INSTRUCTIONS TO FOLLOW – From the listing below, return each line that includes "gold".

[Opening RECORD EXCERPTS section]

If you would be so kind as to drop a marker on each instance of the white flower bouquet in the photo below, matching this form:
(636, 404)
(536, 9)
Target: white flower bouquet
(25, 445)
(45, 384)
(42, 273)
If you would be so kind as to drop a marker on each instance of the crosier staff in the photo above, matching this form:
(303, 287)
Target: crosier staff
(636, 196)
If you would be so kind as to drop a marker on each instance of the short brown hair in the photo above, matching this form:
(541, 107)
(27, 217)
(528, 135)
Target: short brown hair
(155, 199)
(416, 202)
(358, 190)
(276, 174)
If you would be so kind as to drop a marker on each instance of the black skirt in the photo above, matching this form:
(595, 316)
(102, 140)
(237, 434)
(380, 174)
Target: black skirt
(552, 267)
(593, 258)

[Closing RECORD EXCERPTS section]
[Opening RECORD EXCERPTS section]

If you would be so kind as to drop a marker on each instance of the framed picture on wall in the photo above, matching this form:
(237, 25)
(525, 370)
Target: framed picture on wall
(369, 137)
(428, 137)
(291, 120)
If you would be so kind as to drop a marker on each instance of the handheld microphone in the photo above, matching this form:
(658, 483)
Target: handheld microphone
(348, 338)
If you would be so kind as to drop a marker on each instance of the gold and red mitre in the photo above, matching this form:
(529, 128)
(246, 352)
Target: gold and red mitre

[Closing RECORD EXCERPTS section]

RESPONSE –
If you would be so kind as to drop a marker on each instance of the gold and red mitre in the photo above, matching this form:
Target: gold and red mitre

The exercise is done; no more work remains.